(Natural-language object grounding data)
....
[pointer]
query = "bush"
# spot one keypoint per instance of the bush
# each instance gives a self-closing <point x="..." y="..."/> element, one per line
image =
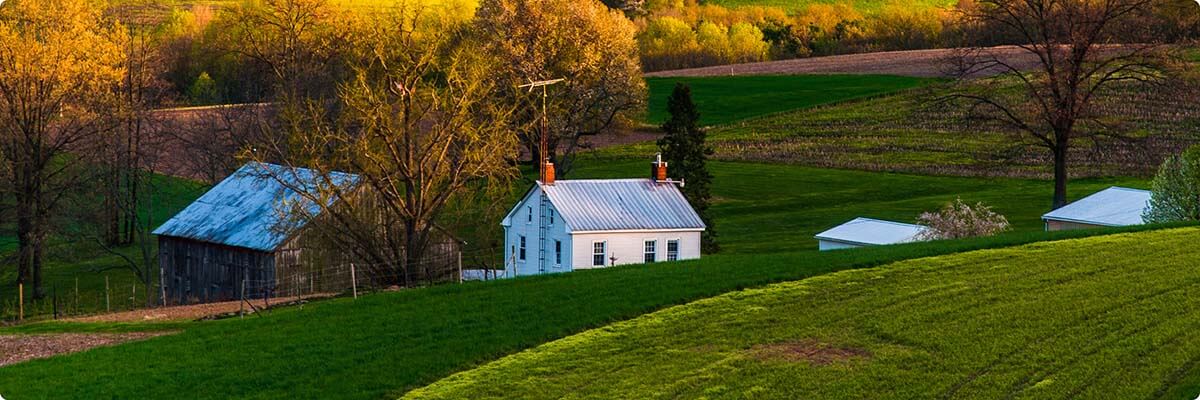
<point x="1175" y="193"/>
<point x="959" y="220"/>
....
Exercise:
With the pictures removed, the entries above should be transcribed exactly.

Your solution:
[pointer]
query = "bush"
# spot one keypoint per instance of the bush
# each instance gives a self-closing <point x="..." y="..."/> element, one per line
image =
<point x="1175" y="193"/>
<point x="959" y="220"/>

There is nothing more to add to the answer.